■ **TASK BRIEF**
In the data below, the answer is the run of lines from the line containing "Target: smoke plume" through the line containing "Target: row of tents", both included; print it exactly and nothing else.

■ **PROVIDED DATA**

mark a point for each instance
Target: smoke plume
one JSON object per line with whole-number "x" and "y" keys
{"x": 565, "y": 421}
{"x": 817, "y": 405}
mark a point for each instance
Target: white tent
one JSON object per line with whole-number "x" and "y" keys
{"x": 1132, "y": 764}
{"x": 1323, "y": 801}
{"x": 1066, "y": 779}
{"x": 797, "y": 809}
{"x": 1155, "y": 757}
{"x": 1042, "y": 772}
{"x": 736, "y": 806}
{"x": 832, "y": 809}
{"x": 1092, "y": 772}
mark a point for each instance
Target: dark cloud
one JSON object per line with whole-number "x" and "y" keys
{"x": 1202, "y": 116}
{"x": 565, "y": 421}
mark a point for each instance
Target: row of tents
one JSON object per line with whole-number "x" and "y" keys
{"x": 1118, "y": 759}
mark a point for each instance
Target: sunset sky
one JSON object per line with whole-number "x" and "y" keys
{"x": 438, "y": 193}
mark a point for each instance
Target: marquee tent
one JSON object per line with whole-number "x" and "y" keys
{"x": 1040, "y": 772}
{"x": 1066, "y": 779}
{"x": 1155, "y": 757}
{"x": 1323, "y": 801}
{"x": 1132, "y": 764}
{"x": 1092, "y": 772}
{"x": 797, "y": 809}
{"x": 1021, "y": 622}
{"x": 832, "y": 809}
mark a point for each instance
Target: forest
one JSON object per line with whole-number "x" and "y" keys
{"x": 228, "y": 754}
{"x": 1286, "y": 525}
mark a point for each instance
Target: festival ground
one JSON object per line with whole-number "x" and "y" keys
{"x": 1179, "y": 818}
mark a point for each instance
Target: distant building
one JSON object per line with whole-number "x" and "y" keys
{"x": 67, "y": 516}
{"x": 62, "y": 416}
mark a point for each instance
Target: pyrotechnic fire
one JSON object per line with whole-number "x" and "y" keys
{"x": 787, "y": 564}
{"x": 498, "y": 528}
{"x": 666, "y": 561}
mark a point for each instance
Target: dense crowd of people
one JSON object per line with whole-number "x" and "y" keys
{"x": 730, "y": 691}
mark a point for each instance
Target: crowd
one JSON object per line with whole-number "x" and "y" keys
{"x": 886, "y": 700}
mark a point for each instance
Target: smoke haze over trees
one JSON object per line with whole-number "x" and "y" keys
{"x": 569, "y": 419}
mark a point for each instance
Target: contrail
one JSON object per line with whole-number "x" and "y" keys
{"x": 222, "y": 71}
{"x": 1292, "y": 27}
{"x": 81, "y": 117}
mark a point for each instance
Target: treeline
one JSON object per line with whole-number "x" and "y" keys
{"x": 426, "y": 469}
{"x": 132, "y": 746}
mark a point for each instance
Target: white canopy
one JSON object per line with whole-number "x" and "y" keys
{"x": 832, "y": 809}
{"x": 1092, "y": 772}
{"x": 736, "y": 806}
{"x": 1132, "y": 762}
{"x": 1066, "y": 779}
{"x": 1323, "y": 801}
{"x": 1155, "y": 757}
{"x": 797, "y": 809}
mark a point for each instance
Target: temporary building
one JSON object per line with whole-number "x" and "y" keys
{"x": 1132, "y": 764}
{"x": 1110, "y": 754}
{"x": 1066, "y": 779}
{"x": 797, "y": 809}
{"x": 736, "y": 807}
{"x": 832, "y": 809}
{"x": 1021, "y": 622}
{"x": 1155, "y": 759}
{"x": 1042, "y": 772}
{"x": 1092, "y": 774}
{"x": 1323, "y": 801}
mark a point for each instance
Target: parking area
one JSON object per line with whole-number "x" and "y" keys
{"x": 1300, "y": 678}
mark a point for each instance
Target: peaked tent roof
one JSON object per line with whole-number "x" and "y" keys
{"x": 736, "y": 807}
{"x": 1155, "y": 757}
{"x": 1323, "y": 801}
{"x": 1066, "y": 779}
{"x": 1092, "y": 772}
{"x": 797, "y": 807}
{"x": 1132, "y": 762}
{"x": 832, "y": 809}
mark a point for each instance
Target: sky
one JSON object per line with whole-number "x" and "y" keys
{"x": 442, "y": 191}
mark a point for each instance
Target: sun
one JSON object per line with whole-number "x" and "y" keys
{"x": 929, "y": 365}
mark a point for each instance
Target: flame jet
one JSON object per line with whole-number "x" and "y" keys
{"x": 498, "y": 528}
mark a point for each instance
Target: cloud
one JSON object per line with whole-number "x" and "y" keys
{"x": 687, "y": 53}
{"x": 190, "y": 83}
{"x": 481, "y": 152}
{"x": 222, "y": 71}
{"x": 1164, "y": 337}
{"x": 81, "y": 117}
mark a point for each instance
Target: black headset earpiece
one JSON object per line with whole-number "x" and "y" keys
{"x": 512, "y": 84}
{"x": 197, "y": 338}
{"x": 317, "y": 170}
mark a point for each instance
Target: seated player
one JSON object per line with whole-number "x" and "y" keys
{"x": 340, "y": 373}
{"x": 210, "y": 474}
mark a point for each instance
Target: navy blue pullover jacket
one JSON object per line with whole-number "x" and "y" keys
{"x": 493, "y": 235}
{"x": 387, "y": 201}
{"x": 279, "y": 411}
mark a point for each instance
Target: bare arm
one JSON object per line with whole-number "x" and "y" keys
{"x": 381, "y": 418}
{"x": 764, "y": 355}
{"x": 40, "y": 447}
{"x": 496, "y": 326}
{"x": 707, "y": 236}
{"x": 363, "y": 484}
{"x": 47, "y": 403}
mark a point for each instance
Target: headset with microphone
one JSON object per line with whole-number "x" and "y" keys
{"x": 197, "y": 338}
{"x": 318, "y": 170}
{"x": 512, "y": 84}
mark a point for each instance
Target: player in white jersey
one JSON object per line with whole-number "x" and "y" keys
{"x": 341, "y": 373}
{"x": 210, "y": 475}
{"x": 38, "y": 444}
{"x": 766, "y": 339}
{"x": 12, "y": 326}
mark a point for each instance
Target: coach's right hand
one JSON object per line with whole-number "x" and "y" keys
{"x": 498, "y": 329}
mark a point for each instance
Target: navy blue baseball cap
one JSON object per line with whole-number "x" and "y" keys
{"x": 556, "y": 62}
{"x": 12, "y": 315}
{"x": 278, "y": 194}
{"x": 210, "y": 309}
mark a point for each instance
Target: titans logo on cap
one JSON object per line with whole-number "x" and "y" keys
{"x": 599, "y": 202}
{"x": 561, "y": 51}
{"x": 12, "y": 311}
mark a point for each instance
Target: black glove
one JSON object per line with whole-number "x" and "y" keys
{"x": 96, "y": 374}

■ **ANSWER**
Target: smoke plume
one JSON object per line with whole-number "x" and "y" keys
{"x": 565, "y": 421}
{"x": 817, "y": 405}
mark a point for each instance
Target: white tent
one JSON object per line with whole-number "x" and "y" keys
{"x": 1132, "y": 764}
{"x": 1323, "y": 801}
{"x": 1066, "y": 779}
{"x": 797, "y": 809}
{"x": 1155, "y": 757}
{"x": 1042, "y": 772}
{"x": 736, "y": 806}
{"x": 832, "y": 809}
{"x": 1092, "y": 772}
mark a point for each instance
Target: dark cloud
one JSON object per line with whole-number "x" and "y" keys
{"x": 1202, "y": 116}
{"x": 565, "y": 421}
mark a point for each instance
Target: row of tents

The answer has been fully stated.